- _Supplied records_
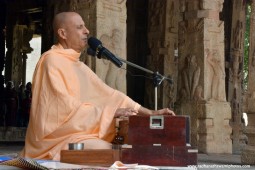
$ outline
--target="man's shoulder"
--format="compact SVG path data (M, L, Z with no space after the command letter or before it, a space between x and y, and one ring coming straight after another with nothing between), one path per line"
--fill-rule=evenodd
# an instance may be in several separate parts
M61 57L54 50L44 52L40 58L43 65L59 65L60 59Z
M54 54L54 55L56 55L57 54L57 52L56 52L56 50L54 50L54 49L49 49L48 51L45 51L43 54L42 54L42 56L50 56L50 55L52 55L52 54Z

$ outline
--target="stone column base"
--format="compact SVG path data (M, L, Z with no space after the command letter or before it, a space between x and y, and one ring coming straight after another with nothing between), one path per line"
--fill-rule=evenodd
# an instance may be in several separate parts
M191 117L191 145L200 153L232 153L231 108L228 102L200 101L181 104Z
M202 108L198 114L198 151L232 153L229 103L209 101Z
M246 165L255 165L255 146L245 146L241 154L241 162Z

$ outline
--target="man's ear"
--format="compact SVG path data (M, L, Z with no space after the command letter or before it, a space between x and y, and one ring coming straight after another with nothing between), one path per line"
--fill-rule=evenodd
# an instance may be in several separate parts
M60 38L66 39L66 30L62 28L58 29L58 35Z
---
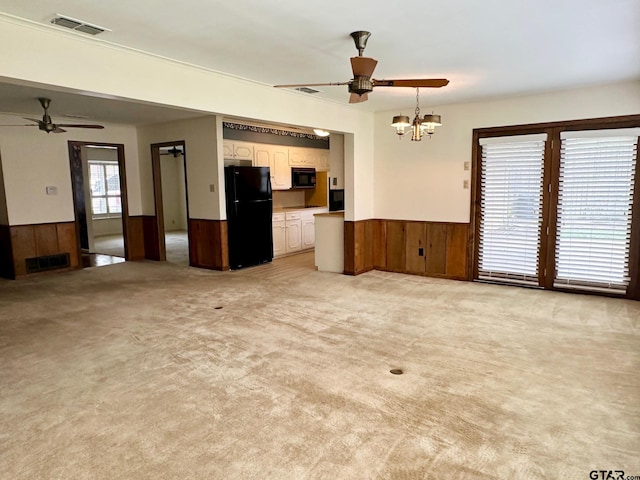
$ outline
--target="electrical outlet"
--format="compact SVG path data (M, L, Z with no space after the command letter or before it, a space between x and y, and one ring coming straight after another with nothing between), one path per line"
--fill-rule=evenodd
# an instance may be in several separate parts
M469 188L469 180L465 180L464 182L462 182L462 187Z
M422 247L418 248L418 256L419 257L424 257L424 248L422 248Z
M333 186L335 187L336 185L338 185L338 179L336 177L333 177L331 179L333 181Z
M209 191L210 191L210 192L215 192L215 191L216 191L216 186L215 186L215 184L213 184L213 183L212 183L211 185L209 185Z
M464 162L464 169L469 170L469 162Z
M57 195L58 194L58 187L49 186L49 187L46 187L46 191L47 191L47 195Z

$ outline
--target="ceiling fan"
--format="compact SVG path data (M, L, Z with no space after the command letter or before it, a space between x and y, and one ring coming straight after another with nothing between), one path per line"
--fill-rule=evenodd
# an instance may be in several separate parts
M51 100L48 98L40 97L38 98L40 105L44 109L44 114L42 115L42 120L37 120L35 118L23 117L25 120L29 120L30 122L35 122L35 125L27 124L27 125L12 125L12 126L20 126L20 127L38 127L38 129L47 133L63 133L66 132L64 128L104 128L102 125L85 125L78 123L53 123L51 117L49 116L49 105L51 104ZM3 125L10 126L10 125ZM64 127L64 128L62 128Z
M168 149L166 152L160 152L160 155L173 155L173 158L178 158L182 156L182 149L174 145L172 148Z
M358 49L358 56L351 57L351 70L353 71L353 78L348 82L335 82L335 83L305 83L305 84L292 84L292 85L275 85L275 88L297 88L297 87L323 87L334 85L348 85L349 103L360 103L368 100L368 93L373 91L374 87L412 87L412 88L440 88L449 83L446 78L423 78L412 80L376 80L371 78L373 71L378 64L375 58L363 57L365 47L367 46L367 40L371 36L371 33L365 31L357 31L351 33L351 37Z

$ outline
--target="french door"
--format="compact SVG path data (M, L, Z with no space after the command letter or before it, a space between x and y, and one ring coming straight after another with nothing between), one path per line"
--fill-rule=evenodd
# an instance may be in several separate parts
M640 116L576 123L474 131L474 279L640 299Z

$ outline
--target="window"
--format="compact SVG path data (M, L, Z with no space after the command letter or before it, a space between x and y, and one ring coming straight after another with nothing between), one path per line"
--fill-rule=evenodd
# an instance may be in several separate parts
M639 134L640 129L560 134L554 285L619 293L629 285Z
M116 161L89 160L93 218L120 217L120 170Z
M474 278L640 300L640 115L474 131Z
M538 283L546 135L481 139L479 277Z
---
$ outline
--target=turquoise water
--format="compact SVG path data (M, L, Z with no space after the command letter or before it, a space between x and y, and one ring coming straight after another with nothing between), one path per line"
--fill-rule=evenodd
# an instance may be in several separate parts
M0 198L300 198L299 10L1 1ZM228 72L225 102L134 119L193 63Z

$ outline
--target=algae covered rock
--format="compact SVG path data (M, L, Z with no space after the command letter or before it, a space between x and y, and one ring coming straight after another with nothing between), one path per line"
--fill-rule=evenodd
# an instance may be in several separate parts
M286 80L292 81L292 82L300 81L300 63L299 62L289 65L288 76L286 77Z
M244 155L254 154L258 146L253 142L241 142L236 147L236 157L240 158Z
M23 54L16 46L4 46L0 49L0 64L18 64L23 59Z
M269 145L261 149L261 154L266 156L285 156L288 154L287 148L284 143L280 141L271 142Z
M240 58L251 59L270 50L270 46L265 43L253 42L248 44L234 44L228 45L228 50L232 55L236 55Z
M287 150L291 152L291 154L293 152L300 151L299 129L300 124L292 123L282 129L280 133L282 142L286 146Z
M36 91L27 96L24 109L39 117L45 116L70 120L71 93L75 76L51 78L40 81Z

- _Work task_
Look through the data above and report every line in which "target" appears.

- _Exercise result_
--target="man's shoulder"
--target="stone column base"
--target="man's ear"
--target="electrical outlet"
--target="ceiling fan"
--target="french door"
--target="window"
--target=turquoise water
--target=algae covered rock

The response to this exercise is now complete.